#### [Prompt]
Render every line below as a Markdown table with two columns, Row for the row number and Line for the line itself, leaving out blank lines and the pictures.

#### [Source records]
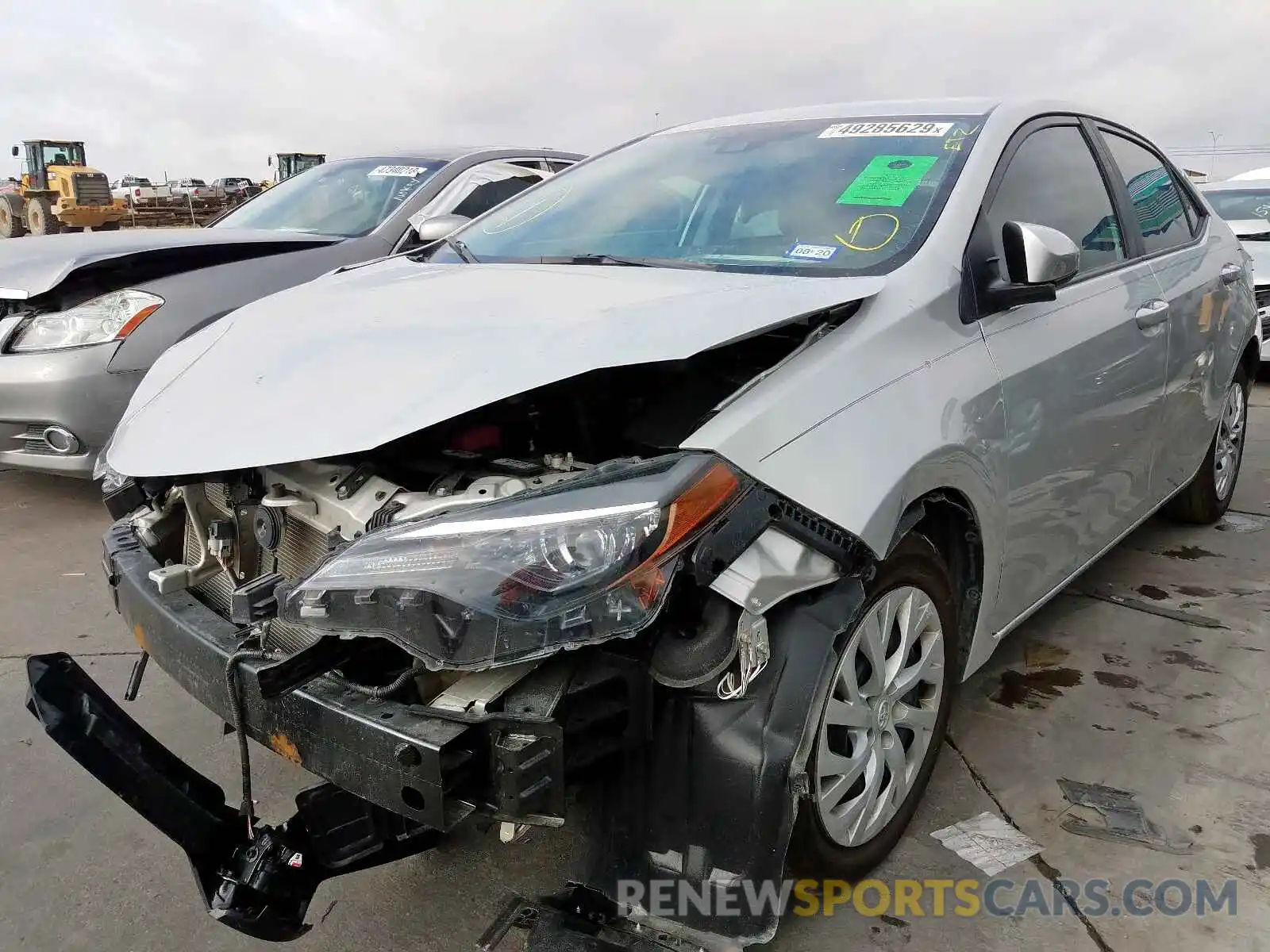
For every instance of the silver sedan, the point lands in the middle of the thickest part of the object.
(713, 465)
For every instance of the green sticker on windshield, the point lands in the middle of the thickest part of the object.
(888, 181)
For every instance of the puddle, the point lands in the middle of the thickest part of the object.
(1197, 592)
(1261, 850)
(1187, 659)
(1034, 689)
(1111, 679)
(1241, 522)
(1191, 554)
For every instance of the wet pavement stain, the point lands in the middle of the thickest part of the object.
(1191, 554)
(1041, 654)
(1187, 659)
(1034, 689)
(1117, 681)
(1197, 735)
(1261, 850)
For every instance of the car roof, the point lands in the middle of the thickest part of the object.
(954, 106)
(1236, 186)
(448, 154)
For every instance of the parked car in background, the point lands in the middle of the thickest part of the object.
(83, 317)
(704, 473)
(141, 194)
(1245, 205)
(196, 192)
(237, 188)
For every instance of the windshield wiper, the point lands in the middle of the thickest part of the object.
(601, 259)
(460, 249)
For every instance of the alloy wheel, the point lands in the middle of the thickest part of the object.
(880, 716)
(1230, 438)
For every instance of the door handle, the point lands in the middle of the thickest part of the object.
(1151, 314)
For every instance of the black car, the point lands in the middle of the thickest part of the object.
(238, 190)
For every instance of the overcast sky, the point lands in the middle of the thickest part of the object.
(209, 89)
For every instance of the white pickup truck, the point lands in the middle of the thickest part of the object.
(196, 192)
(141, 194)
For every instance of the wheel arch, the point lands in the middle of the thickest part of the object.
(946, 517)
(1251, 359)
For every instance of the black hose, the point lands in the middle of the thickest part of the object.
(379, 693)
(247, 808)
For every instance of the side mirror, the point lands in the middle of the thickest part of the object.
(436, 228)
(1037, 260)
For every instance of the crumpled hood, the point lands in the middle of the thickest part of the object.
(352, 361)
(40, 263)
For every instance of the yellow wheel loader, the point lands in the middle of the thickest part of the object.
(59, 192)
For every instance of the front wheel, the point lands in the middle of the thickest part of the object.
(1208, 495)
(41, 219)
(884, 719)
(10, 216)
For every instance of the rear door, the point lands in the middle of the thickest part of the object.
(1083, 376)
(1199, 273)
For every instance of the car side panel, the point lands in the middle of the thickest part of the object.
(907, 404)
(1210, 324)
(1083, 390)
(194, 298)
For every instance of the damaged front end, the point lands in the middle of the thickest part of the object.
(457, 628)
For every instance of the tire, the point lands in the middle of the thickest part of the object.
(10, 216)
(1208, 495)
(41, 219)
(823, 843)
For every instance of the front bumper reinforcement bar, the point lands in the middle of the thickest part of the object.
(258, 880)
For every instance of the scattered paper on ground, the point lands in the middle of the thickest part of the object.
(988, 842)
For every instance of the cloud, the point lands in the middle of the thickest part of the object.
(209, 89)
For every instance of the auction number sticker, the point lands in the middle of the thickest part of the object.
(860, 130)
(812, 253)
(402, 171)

#### [Answer to this task]
| Row | Line |
|---|---|
| 1 | For every instance of the silver sedan, the point lands in the middle of the thickest part of the object. |
| 2 | (713, 465) |
| 3 | For every instance of the green sticker on windshield, the point lands in the middle of the thickest part of the object. |
| 4 | (888, 181) |
| 5 | For every instance of the puddle, the point lands in the middle of the thickest part of the object. |
| 6 | (1197, 592) |
| 7 | (1261, 850) |
| 8 | (1187, 659) |
| 9 | (1034, 689) |
| 10 | (1111, 679) |
| 11 | (1241, 522) |
| 12 | (1191, 554) |
| 13 | For every instance of the wet pavement stain, the point lands in the middle of the thickest part of the object. |
| 14 | (1191, 554) |
| 15 | (1041, 654) |
| 16 | (1187, 659) |
| 17 | (1034, 689) |
| 18 | (1117, 681) |
| 19 | (1197, 735) |
| 20 | (1261, 850) |
| 21 | For every instance of the car roof, the point lands in the middle of the thickest part of the object. |
| 22 | (954, 106) |
| 23 | (1236, 186) |
| 24 | (448, 154) |
| 25 | For every instance of the parked car in background, the point lands in the middle of the thickest part of the object. |
| 26 | (83, 317) |
| 27 | (704, 473) |
| 28 | (141, 194) |
| 29 | (1245, 205) |
| 30 | (196, 192) |
| 31 | (237, 188) |
| 32 | For every instance of the windshield wiper, the point lands in the middle of the thickest part of the object. |
| 33 | (601, 259) |
| 34 | (460, 249) |
| 35 | For every instance of the alloy wheel, the point lands in the middle of the thickest part of the object. |
| 36 | (880, 716) |
| 37 | (1230, 438) |
| 38 | For every instance of the door handle, the point lands in the middle of the thickest part of the object. |
| 39 | (1151, 314) |
| 40 | For every instance of the black car, the point lands in the middle of the thickest part of the object. |
| 41 | (238, 190) |
| 42 | For every instance of the overcast sky, the point lands in the middle of the thickest part of the object. |
| 43 | (209, 89) |
| 44 | For every instance of the white pickup truck, the point lands in the middle of the thickest part of the object. |
| 45 | (196, 192) |
| 46 | (141, 194) |
| 47 | For every instance of the wheel arch, the point lands in the middle of the thickest part of the object. |
| 48 | (946, 517) |
| 49 | (1251, 359) |
| 50 | For every instance of the black hose, the point lands in the middle of the thickest part of the object. |
| 51 | (379, 693) |
| 52 | (247, 808) |
| 53 | For every instance of the side mirror, the point lands in the middle of the thickest part of the object. |
| 54 | (436, 228) |
| 55 | (1037, 260) |
| 56 | For every instance of the crumpled hood, the point lands in the middle of the thickest part of the object. |
| 57 | (352, 361) |
| 58 | (40, 263) |
| 59 | For every instance of the yellow wheel loader, the point lands in the middle of the thickest part of the object. |
| 60 | (59, 192) |
| 61 | For every instance of the front wheel, the point lands in the middle of the thickest part of the object. |
| 62 | (1208, 495) |
| 63 | (41, 219) |
| 64 | (884, 719) |
| 65 | (10, 216) |
| 66 | For every instance of the rear door, the point lands in the middle of the thickest part of the object. |
| 67 | (1083, 376) |
| 68 | (1199, 273) |
| 69 | For every instance of the car side panel, the point lands in the middle of the thickest part of the object. |
| 70 | (907, 404) |
| 71 | (1210, 324) |
| 72 | (1083, 390) |
| 73 | (194, 298) |
| 74 | For every instance of the damaged front end, the point lands in the middle of the thickest part of the object. |
| 75 | (457, 628) |
| 76 | For every instance of the tire, the point lands in the middle of the thickest part of the object. |
| 77 | (10, 216) |
| 78 | (1208, 495) |
| 79 | (41, 219) |
| 80 | (823, 843) |
| 81 | For every instance of the front bumper reinforcement bar, the point lands in the middle of the thickest part of the object. |
| 82 | (258, 880) |
| 83 | For every instance of the scattered paper on ground, the point lands in the middle of the thickest part of the object. |
| 84 | (988, 842) |
| 85 | For every instance of the cloud, the point lands in the middle of the thickest part of the object. |
| 86 | (209, 89) |
| 87 | For every instance of the auction number sticker, the point lands in the middle of the thickest part of the object. |
| 88 | (860, 130) |
| 89 | (812, 253) |
| 90 | (402, 171) |